> [Page]
*****

Sampling

We have multiple ways to do sampling.

Ancestral Sampling

The way sampling data based a joint distribution in a topological order is called ancestral sampling.

at each step, sample from any conditional distribution that you haven't visited yet whose parent have all been sampled

Simple Monte Carlo

We can use Monte Carlo method to solve problems:

To generate samples $\{x^{(r)}\}^R_{r = 1}$ from a given pdf $p(x)$
To estimate expectation of functions $\phi(x)$ (test function) by pdf $p(x)$ i.e. $\mathbb{E}_{x\sim p(x)}[\phi(x)]=\int p(x)\phi(x)dx$

We define Simple Monte Carlo as: given $\{x^{(r)}\}^R_{r = 1} \sim p(x)$ we can estimate the expectation $\mathbb{E}_{x\sim p(x)}[\phi(x)] \approx \frac{1}{R}\sum_{r=1}^R \phi(x^{(r)}) = \hat \Phi$ .

The fact that $\hat \Phi$ is a consistent estimator of $\mathbb{E}_{x\sim p(x)}[\phi(x)]$ by the law of large numbers (i.e. unbiased $\mathbb{E}[\hat \Phi] = \Phi$ and $\mathbb{V}[\hat \Phi] = \frac{1}{R} \mathbb{V}[\Phi]$ )
Accuracy of the Monte Carlo estimate dependds on the variance of $\phi$

Importance Sampling

The above two method works with the given pdf $p(x)$ , but what if we don't have the pdf $p(x)$ ? We can use importance sampling to solve this problem. Importance sampling is a method to estimate the expectation of a function $\phi(x)$ .

The pdf we want to draw sampels can be evaluated up to normalizing constant $p(x) = \tilde{p}(x)/Z$
We also can have a simple pdf $q(x)$ that can be evaluated up to normalizing constant $q(x) = \tilde{q}(x)/Z_q$

In importance sampling:

we draw $R$ samples from $q(x)$ as $\{x^{(r)}\}^R_{r = 1}$ .

*****

> [Instructions for the task] Pick up the page on sampling methods where it stops, and continue the importance sampling explanation that follows the sentence about drawing $R$ samples from $q(x)$.

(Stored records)
*****

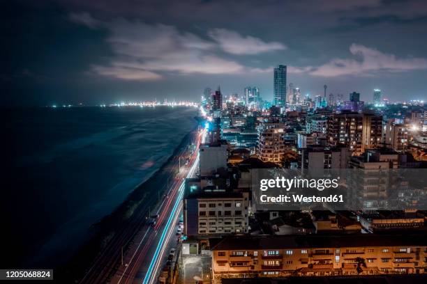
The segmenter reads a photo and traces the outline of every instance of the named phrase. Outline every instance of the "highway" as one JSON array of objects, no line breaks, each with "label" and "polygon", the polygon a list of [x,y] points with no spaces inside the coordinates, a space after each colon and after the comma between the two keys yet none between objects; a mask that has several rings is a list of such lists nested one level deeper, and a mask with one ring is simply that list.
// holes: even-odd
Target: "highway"
[{"label": "highway", "polygon": [[[81,283],[144,283],[157,281],[168,255],[169,248],[177,244],[177,224],[182,212],[185,178],[195,175],[199,164],[199,145],[204,141],[205,130],[200,130],[195,141],[195,150],[187,165],[181,165],[179,173],[167,189],[167,195],[156,204],[156,194],[149,199],[151,214],[158,214],[156,225],[147,223],[147,210],[140,210],[128,228],[121,230],[110,241]],[[184,155],[186,153],[181,153]],[[177,163],[178,164],[178,163]],[[175,165],[177,168],[179,164]],[[167,182],[165,181],[165,183]],[[146,206],[147,207],[147,206]],[[121,258],[121,247],[130,242]],[[123,260],[123,265],[121,264]],[[118,267],[118,268],[117,268]],[[114,274],[112,276],[112,273]]]}]

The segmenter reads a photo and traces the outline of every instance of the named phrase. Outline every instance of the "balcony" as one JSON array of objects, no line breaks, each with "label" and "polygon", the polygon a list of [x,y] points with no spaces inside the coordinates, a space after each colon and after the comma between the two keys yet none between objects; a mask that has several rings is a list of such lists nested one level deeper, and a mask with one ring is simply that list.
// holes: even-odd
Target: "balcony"
[{"label": "balcony", "polygon": [[282,258],[283,258],[283,255],[262,255],[263,260],[281,260]]},{"label": "balcony", "polygon": [[281,270],[283,269],[283,266],[282,265],[261,265],[261,269],[262,270]]},{"label": "balcony", "polygon": [[334,265],[332,263],[317,263],[313,265],[313,269],[334,269]]}]

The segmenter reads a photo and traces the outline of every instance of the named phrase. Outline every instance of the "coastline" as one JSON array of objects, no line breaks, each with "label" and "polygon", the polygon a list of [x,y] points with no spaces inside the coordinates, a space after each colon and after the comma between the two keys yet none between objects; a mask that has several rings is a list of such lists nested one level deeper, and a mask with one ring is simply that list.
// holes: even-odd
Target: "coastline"
[{"label": "coastline", "polygon": [[[108,246],[109,242],[120,235],[123,228],[134,226],[135,230],[137,231],[144,225],[141,216],[146,216],[150,206],[158,202],[158,196],[163,195],[167,185],[165,181],[174,175],[172,168],[174,163],[177,162],[179,154],[195,137],[199,127],[199,121],[196,118],[195,120],[196,123],[194,127],[183,137],[167,160],[150,177],[135,187],[125,200],[110,214],[89,228],[84,240],[73,256],[64,265],[56,267],[57,279],[61,279],[63,283],[78,281],[102,251]],[[157,192],[158,194],[153,194]],[[128,236],[125,250],[132,237]]]}]

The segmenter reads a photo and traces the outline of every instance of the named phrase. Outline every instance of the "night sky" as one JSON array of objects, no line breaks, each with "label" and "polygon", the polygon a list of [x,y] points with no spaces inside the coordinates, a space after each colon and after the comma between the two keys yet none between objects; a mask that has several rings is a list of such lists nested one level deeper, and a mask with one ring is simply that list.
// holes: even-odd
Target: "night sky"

*****

> [Exercise result]
Then we use weights to reduce/importance the values of $x$ from $q(x)$ to $p(x)$ by $\tilde{w}_r = \frac{\tilde{p}(x^{(r)})}{\tilde{q}(x^{(r)})}$ .
Based on normalizing property, we can get $\frac{1}{R}\sum_{r = 1}^R \tilde{w}_r \approx \mathbb{E}_{x\sim q(x)}[\tilde{p}(x)/\tilde{q}(x)] = \int \tilde{p}(x)/\tilde{q}(x) q(x) dx = Z_p/Z_q$ .
Rewrite simple Monte Carlo $\Phi = \int \phi(x)p(x)dx = \int\phi(x) \frac{p(x)}{q(x)} q(x) dx \approx \frac{1}{R}\sum_{r = 1}^R \phi(x^{(r)}) \frac{p(x^{(r)})}{q(x^{(r)})} = \frac{Z_q}{Z_p} \frac{1}{R} \sum_{r = 1}^R \phi(x^{(r)}) \frac{\tilde{p}(x^{(r)})}{\tilde{q}(x^{(r)})} = \frac{1}{R} \sum_{r = 1}^R \phi(x^{(r)}) \cdot w_r = \hat \Phi_{iw}$ where $w_r = \frac{\tilde{w}_r}{\sum_{r = 1}^R \tilde{w}_r}$ and $\hat \Phi_{iw}$ is the importance weighted estimator of $\Phi$ .

Rejection Sampling

We have the other sampling method without using pdf $p(x)$ . Similar as importance sampling, we would like to use a simpler propsal density $q(x)$ (can be evaluated within a multiplicative factor $Z_q$ ). We assume $c\tilde{q}(x) > \tilde{p}(x)$ for all $x$ . That is we have rejection sampling procedure follows:

Generate two random variables
1. Denote the one generated from the proposal density $q(x)$ as $x$ .
2. Denote the one uniformly generated from the interval $[0, c\tilde{q}(x)]$ as $u$ .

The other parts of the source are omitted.